Задание 1 ::
В каком году, согласно отрывку о театральных архивах, был основан Государственный еврейский театр?

Текст для чтения ::
····················
49(17) Давид Маркиш

Долгая дорога домой

Пламенные коллекционеры различают предметы своего вожделения там, где обычный глаз ничего интересного не увидит. Поиски приводят опытных коллекционеров к успеху и открытиям, поскольку их знания культуры глубоки и фундаментальны; в особенности это относится к собирателям произведений искусства, книг, документов.

Театр для таких исследований – настоящая сокровищница, драгоценный клад. Чего там только нет! Стационарный театр бережно хранит в своём колдовском чреве рисунки и картины, костюмы и фотографии, письма и документы. Всё это богатство хранится под строгим надзором, и недреманное око бдительности сверкает денно и нощно – но и оно иногда испытывает усталость и утрачивает орлиную зоркость…

Вся эта система сохраняет жизнеспособность, пока театр функционирует в полном объёме. В СССР, в условиях сталинской диктатуры, работа театров, полностью подчинённых идеологическому аппарату государства, пресекалась одной росписью державного пера. Именно это случилось с прославленным Государственным еврейским театром (ГОСЕТ), основанным в 1920 году и просуществовавшим до конца 1949-го, когда он был закрыт — на самом пике государственного антисемитизма, преследований и репрессий, направленных против советских евреев. Ликвидация живого театрального организма, как показывает печальная практика, ведёт к безответственному разбазариванию всего того, что театр берёг годами, а то и десятилетиями; это, разумеется, относится и к архиву. Доступ за кулисы, в прежде закрытые для посторонних помещения, свободно открывается для чиновников от культуры, следователей и просто бедовых людей. Неудивительно, что многие уникальные предметы из этого закулисного богатства постигает плачевная судьба: порча, исчезновение. Показательным примером тому явился погром в московском Еврейском театре.
····················
Записи из набора точечной разметки
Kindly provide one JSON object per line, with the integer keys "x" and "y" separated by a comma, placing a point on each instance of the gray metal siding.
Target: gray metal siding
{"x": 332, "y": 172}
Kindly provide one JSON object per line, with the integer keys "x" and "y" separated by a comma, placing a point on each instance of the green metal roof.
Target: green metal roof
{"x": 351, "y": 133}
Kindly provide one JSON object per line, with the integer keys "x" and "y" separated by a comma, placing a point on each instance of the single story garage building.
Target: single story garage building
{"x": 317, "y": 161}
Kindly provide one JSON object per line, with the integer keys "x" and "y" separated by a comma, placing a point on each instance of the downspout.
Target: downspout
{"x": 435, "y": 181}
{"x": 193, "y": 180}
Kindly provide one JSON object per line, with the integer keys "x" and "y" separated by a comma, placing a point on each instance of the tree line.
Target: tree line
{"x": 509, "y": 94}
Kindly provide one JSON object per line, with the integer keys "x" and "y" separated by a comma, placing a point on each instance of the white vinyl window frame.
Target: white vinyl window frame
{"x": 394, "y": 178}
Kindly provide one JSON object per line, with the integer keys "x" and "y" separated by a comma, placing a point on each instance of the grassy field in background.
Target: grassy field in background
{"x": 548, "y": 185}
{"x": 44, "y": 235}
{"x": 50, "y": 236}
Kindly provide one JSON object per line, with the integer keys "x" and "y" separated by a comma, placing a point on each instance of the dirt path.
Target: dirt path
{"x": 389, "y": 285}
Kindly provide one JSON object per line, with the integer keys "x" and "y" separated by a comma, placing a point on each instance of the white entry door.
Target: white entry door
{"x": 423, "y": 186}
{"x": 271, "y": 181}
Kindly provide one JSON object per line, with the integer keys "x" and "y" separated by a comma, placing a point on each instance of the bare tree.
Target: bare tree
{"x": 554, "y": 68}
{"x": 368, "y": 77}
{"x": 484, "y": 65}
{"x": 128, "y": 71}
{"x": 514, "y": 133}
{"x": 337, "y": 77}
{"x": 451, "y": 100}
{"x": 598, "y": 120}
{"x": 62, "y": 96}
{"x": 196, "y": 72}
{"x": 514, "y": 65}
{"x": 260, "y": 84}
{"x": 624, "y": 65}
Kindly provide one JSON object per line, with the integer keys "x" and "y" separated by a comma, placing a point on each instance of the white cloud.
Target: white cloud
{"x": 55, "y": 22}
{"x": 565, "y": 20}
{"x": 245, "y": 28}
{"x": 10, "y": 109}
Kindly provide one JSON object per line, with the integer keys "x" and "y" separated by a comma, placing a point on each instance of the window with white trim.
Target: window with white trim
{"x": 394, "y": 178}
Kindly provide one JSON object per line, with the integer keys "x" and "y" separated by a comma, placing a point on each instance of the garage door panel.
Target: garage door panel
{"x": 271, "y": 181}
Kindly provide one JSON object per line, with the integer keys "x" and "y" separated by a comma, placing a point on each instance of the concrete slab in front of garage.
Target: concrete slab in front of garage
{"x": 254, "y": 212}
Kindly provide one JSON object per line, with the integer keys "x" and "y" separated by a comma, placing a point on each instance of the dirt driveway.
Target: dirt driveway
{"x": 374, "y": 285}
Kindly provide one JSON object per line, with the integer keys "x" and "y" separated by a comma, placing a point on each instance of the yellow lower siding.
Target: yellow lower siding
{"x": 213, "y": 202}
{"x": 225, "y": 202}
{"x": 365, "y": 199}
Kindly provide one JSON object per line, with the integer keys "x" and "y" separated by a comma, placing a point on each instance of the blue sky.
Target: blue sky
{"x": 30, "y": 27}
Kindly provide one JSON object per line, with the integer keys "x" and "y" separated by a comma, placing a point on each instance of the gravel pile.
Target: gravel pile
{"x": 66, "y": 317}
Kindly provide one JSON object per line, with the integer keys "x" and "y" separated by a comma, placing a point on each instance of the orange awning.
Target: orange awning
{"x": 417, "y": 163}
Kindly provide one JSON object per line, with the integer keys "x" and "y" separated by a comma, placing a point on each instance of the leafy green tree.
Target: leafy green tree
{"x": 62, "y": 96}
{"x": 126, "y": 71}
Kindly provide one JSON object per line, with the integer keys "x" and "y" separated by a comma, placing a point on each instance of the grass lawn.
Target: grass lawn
····················
Задание 2 ::
Перепишите без изменений строки записей, начиная со строки, где есть «leafy green tree.», и до конца записей включительно.

Ответ 1 ::
В 1920 году.

Ответ 2 ::
Kindly provide one JSON object per line, with the integer keys "x" and "y" separated by a comma, placing a point on each instance of the leafy green tree.
Target: leafy green tree
{"x": 62, "y": 96}
{"x": 126, "y": 71}
Kindly provide one JSON object per line, with the integer keys "x" and "y" separated by a comma, placing a point on each instance of the grass lawn.
Target: grass lawn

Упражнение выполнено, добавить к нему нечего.